Reproduce everything from the start of the records down to the line containing "MULTIPOLYGON (((156 151, 159", inclusive, and leave the pictures out.
-- Start Given data --
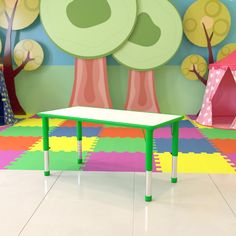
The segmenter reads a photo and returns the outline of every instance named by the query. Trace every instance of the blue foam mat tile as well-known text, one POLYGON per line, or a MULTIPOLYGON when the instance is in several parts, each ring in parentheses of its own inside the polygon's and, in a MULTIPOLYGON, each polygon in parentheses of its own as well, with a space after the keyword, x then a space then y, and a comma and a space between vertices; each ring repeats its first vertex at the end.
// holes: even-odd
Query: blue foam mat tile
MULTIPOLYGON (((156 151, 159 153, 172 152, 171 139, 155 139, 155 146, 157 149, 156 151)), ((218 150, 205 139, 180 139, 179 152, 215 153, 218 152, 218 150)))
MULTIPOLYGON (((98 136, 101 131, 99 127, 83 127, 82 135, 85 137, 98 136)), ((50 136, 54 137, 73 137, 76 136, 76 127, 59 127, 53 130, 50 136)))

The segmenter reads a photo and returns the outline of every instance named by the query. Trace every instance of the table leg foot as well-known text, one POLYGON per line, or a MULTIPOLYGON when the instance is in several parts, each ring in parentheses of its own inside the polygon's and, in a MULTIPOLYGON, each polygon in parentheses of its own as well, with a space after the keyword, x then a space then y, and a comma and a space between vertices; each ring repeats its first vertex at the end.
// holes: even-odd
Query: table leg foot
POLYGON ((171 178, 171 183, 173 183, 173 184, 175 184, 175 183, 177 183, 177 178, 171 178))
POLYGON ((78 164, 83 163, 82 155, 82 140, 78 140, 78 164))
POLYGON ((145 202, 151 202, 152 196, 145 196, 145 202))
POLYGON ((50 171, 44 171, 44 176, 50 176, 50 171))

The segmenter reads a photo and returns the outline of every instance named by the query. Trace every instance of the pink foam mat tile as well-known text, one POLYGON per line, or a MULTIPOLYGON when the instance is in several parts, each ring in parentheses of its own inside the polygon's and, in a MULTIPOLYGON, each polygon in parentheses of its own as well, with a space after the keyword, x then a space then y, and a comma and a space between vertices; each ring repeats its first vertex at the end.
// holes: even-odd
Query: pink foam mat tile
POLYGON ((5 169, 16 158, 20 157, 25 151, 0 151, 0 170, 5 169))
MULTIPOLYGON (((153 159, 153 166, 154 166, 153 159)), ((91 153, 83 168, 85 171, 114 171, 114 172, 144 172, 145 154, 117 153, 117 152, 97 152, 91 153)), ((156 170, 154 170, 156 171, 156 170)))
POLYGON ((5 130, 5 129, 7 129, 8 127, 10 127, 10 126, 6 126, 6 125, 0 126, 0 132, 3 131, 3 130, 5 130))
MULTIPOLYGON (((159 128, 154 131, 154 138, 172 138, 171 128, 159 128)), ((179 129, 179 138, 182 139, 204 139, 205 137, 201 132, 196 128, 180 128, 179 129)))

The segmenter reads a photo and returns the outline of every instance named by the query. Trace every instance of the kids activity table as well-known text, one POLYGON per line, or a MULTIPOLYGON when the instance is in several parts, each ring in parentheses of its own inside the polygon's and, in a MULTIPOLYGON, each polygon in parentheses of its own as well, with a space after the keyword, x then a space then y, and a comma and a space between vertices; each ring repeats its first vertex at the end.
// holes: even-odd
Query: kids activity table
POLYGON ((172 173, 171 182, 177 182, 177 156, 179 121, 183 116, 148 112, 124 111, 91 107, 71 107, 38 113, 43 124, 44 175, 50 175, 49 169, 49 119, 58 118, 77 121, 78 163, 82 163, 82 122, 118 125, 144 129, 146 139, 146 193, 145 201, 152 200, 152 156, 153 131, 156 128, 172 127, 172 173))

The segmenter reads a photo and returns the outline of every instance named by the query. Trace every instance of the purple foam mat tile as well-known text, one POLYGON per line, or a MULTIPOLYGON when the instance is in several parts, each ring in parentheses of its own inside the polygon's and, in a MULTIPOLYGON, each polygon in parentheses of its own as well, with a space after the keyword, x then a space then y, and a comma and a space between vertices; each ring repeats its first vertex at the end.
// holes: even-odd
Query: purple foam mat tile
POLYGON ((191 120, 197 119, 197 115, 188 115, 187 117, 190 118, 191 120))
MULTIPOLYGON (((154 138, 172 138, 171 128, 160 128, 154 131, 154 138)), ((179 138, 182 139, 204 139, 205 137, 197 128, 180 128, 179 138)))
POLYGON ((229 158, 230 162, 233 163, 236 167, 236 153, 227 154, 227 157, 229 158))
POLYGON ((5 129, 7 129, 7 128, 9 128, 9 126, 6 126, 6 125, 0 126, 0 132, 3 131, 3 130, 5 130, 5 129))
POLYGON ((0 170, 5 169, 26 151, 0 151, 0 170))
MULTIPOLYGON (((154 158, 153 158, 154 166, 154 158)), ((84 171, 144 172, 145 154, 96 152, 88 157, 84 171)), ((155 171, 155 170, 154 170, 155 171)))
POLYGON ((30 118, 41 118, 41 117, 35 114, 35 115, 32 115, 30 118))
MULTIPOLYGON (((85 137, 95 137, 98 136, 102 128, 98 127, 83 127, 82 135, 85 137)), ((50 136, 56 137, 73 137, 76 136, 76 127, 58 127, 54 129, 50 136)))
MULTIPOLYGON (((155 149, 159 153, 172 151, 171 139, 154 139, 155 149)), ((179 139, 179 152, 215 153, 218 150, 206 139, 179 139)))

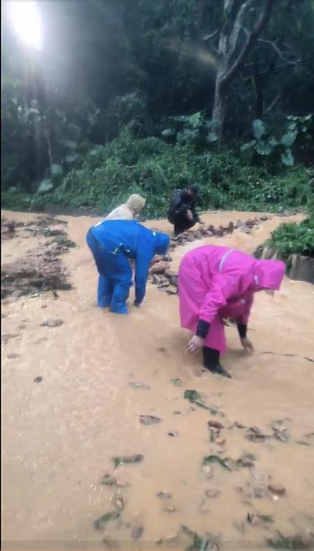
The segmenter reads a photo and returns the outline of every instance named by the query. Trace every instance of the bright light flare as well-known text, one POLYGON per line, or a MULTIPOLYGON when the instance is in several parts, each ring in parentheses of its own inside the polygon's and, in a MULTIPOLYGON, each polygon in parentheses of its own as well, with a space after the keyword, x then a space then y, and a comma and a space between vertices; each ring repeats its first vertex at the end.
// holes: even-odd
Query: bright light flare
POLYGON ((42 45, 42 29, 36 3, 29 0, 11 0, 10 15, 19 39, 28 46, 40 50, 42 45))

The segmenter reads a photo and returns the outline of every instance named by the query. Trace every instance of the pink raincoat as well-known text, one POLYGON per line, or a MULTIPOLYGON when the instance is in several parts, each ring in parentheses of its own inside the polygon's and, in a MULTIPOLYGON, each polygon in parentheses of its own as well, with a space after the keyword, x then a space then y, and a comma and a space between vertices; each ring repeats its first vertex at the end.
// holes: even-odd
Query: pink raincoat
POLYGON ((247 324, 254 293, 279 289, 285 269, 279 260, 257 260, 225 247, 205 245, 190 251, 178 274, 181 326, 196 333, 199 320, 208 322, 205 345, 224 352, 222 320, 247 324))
-- End Given data --
• Finished task:
The segmenter reads a photo and returns the outline of every instance named by the query. Trace every instance of the blue foam mat tile as well-known text, one POLYGON per line, or a MULTIPOLYGON when the instance is in several parts, each ring in parentheses of its own inside the polygon's and, in a MULTIPOLYGON, each polygon in parentheses of its own as well, with a space after the keyword, x then a space then y, and a comma and a space between vertices; each ring repeats its first vertex at the end.
// holes: even-odd
Query: blue foam mat tile
MULTIPOLYGON (((156 151, 159 153, 172 152, 171 139, 155 139, 155 146, 157 149, 156 151)), ((218 150, 205 139, 180 139, 179 152, 215 153, 218 152, 218 150)))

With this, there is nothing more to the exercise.